INFORMATION:
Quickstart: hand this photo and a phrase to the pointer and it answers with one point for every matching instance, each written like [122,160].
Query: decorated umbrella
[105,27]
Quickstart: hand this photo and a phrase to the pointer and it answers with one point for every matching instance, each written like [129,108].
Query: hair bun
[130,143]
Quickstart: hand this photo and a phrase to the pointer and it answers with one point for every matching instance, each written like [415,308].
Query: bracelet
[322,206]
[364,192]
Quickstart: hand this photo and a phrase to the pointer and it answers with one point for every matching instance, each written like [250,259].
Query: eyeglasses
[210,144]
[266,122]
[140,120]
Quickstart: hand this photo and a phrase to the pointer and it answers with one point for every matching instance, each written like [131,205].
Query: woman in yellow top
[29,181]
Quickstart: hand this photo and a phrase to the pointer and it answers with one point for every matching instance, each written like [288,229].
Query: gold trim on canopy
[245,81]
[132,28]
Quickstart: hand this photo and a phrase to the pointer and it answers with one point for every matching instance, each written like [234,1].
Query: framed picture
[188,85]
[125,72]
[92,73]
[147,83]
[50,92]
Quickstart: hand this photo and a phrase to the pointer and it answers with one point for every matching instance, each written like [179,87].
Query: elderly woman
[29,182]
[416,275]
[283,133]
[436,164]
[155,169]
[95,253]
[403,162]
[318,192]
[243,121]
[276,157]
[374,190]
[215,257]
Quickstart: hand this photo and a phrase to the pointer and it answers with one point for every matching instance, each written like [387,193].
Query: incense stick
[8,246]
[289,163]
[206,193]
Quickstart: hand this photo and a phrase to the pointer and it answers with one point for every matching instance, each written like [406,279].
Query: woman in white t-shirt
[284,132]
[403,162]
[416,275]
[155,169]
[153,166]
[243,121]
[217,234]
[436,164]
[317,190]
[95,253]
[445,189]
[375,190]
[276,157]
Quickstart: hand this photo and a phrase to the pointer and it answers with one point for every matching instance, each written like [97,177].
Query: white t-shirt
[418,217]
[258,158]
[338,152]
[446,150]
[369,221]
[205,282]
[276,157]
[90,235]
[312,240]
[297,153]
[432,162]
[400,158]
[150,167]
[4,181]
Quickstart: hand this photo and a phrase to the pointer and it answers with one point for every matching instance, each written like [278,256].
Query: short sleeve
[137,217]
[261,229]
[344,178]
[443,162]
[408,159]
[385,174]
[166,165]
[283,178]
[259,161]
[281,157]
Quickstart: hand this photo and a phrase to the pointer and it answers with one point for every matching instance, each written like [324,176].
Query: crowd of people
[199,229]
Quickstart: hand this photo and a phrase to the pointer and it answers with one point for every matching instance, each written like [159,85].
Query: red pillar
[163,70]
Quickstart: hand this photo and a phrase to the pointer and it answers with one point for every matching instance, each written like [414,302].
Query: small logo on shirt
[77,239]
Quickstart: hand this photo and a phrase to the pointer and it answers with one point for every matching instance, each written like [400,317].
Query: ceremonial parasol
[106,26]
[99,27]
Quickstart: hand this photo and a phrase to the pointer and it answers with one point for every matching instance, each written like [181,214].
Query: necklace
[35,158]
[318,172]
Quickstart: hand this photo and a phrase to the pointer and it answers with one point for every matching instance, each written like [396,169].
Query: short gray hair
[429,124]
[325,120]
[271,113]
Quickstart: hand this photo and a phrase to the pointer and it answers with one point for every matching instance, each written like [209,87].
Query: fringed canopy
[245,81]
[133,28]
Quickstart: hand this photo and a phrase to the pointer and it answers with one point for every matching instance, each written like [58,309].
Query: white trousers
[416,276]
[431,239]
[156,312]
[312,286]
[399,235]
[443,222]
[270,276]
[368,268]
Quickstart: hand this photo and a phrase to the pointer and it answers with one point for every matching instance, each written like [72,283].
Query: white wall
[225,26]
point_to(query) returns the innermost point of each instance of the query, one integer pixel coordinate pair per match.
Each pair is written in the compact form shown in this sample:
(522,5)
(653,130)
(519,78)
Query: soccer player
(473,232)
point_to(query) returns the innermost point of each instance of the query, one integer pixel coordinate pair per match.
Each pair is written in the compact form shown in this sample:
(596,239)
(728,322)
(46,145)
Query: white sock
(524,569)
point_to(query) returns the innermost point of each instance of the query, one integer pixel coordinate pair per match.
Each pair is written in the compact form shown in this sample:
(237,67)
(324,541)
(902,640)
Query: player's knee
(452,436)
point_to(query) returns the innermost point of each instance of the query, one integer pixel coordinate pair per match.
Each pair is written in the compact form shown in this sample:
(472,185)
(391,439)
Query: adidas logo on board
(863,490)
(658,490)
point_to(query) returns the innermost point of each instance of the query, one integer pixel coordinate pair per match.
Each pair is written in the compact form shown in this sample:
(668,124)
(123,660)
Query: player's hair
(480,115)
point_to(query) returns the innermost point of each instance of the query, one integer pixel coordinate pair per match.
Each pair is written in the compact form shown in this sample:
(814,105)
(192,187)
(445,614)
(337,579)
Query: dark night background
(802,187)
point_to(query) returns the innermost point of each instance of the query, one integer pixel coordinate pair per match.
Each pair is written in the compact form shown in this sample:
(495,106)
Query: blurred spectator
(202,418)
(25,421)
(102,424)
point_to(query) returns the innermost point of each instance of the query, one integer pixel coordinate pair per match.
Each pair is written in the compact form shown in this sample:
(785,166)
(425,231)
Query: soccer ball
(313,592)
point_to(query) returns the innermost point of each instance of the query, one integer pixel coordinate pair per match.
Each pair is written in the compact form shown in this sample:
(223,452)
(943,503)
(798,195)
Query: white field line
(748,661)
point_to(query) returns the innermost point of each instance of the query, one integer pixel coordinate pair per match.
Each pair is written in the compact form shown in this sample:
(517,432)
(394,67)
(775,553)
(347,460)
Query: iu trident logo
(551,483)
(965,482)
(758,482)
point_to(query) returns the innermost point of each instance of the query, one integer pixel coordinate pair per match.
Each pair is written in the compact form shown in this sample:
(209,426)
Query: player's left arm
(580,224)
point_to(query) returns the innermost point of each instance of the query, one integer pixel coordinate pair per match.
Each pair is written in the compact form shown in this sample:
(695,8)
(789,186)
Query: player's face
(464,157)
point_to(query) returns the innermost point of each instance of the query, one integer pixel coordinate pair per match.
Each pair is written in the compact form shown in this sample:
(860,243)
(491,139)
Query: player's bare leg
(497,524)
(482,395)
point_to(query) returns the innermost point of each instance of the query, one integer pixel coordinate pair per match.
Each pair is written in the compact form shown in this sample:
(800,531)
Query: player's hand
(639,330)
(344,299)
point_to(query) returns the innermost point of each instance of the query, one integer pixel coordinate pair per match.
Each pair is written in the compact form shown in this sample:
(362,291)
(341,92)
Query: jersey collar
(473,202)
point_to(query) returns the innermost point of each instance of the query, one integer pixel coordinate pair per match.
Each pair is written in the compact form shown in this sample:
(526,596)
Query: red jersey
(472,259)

PROBLEM REQUIREMENTS: Return every record exactly as it was given.

SOLUTION FOR THIS PROBLEM:
Quickstart: hand this photo and a phrase to the pointer and it answers with one point for every matching instance, each written like [122,160].
Query: decorated umbrella
[105,27]
Quickstart: hand this photo and a phrase to the pointer and it answers with one point for every matching instance, each written like [129,108].
Query: hair bun
[130,143]
Quickstart: hand this photo and a phrase to the pointer and it answers with one point for every matching instance, each written like [415,308].
Query: bracelet
[322,206]
[364,192]
Quickstart: hand this photo and a phrase to the pointer and it answers with one point for every matching instance, each written like [250,259].
Query: eyeglasses
[210,144]
[266,122]
[140,120]
Quickstart: hand this photo and a phrase to the pointer and it answers with one point for every matching instance, each written like [131,205].
Query: woman in yellow top
[29,181]
Quickstart: hand this photo and a phrase to the pointer and it answers with one point for every matching instance, each written like [288,229].
Query: gold trim on canopy
[245,81]
[132,28]
Quickstart: hand this photo and a phrase to the pointer and it answers with one point for every matching instance, each written like [234,1].
Query: framed picture
[188,85]
[125,72]
[92,73]
[147,83]
[50,92]
Quickstart: hand this photo and a phrase to the pointer and it answers with one point for every matching instance, each written like [179,87].
Query: elderly woman
[29,182]
[416,275]
[283,133]
[436,164]
[155,169]
[95,253]
[403,162]
[318,192]
[243,121]
[276,157]
[374,190]
[215,257]
Quickstart: hand this photo and a phrase to the pointer and it answers with one point for every matching instance, each written like [387,193].
Query: incense stick
[8,246]
[289,163]
[206,193]
Quickstart: hand this photo and a phrase to the pointer and it answers with one point for every matching instance, each written like [406,279].
Query: woman in white t-shirt
[284,132]
[403,162]
[416,275]
[155,169]
[153,166]
[243,121]
[217,234]
[436,164]
[317,190]
[95,253]
[445,189]
[375,190]
[276,157]
Quickstart: hand this photo and a phrase to the pointer and it answers with one point for every matching instance, each written like [97,177].
Query: white t-shirt
[418,217]
[258,158]
[338,152]
[446,150]
[369,221]
[205,282]
[276,157]
[90,235]
[312,240]
[297,153]
[432,162]
[400,158]
[150,167]
[4,181]
Quickstart: hand this photo and a phrase to the pointer and it answers with one point for every matching instance, each written like [278,256].
Query: short sleeve
[137,217]
[261,229]
[344,178]
[443,162]
[408,159]
[385,174]
[166,165]
[283,178]
[259,161]
[281,157]
Quickstart: hand this photo and a phrase to the pointer and it answers with one point for every matching instance, each written like [324,176].
Query: crowd of people
[199,229]
Quickstart: hand this photo and a phrase to the pointer and it answers with one point for every matching instance, each written like [159,85].
Query: red pillar
[163,70]
Quickstart: hand this photo and a phrase to the pointer and it answers with one point for every matching instance, each written like [414,302].
Query: small logo on shirt
[77,239]
Quickstart: hand this photo and a phrase to the pointer and it answers with one point for every matching instance, each written like [400,317].
Query: ceremonial parasol
[106,26]
[99,27]
Quickstart: hand this photo and a phrase to the pointer and it answers with one point for every matching instance, each written like [181,214].
Query: necklace
[35,158]
[318,172]
Quickstart: hand this photo and a phrase to the pointer and it answers with one point for every matching instance, each written like [396,169].
Query: short gray hair
[429,124]
[325,120]
[271,113]
Quickstart: hand this photo and a phrase to the pointer and it answers with one point for every matching instance, each written like [209,87].
Query: fringed canopy
[245,81]
[133,28]
Quickstart: hand this photo and a phrase to the pointer and it answers with one point for every matching instance, each written like [58,309].
Query: white trousers
[416,276]
[431,239]
[156,312]
[312,286]
[399,235]
[443,222]
[270,276]
[368,268]
Quickstart: hand this photo and a phrase to the pointer and it answers with one point for every matching instance, each written like [72,283].
Query: white wall
[225,26]
point_to(query) returns the innermost point of each instance of the query, one integer pixel coordinate pair per match.
Each pair is written in the compact form shown in this sample:
(522,5)
(653,130)
(519,78)
Query: soccer player
(473,232)
point_to(query) returns the innermost point of each instance of the query, one integer pixel coordinate pair per match.
Each pair is written in the compact form shown in this sample:
(596,239)
(728,322)
(46,145)
Query: white sock
(524,569)
point_to(query) returns the innermost point of each instance of the query, one integer pixel coordinate pair per match.
Each pair is written in the compact form shown in this sample:
(237,67)
(324,541)
(902,640)
Query: player's knee
(452,436)
point_to(query) returns the innermost point of each instance of the query, one integer pixel coordinate pair per match.
Each pair is written in the compact form shown in this sample:
(472,185)
(391,439)
Query: adidas logo on board
(863,490)
(658,490)
point_to(query) returns the innermost point of each instance of the query, one integer pixel coordinate pair per match.
Each pair is written in the compact form shown in this sample:
(668,124)
(123,660)
Query: player's hair
(480,115)
point_to(query) returns the innermost point of each instance of the query, one integer pixel coordinate pair per match.
Each pair is written in the compact form shown in this sample:
(814,105)
(192,187)
(445,614)
(337,579)
Query: dark night background
(802,187)
point_to(query) returns the innermost point of each instance of the query, one integer pixel coordinate pair per match.
Each pair is written in the compact form shown in this sample:
(495,106)
Query: blurred spectator
(202,418)
(25,421)
(102,424)
point_to(query) returns the innermost point of each instance of the query, one integer pixel coordinate pair per match.
Each pair is written in the compact form shown in this sample:
(785,166)
(425,231)
Query: soccer ball
(313,592)
point_to(query) returns the innermost point of each instance of the query, one integer pixel coordinate pair per match.
Each pair is written in the compact form shown in this sample:
(223,452)
(943,503)
(798,195)
Query: white field line
(748,661)
point_to(query) returns the innermost point of each instance of the query, one integer pixel coordinate pair per match.
Each pair is written in the compact form shown in this sample:
(517,432)
(394,67)
(775,553)
(347,460)
Query: iu trident logo
(551,483)
(965,482)
(758,482)
point_to(query) returns the innermost point of each instance of the query, one integer pixel coordinate pair per match.
Each pair is written in the compact form shown in this sample:
(209,426)
Query: player's left arm
(580,224)
point_to(query) returns the innermost point of each instance of the query, one integer pixel coordinate pair per match.
Each pair is written in the compact form shown in this sample:
(695,8)
(789,186)
Query: player's face
(464,157)
point_to(query) returns the innermost point of each instance of the query, one integer pixel coordinate pair per match.
Each pair is written in the compact form shown in this sample:
(860,243)
(491,139)
Query: player's bare leg
(497,524)
(482,395)
point_to(query) returns the innermost point of each instance of the query, one integer pixel coordinate pair per match.
Each pair is written in the compact form shown in this sample:
(800,531)
Query: player's hand
(639,330)
(344,299)
point_to(query) returns the innermost point of each instance of the query, one integer pixel coordinate pair per match.
Each pair is written in the compact form shown in this sample:
(362,291)
(341,92)
Query: jersey collar
(473,202)
point_to(query) returns the innermost point of each instance of the query, one integer pixel coordinate pair per match.
Each pair is written in the compact form shown in this sample:
(526,596)
Query: red jersey
(472,259)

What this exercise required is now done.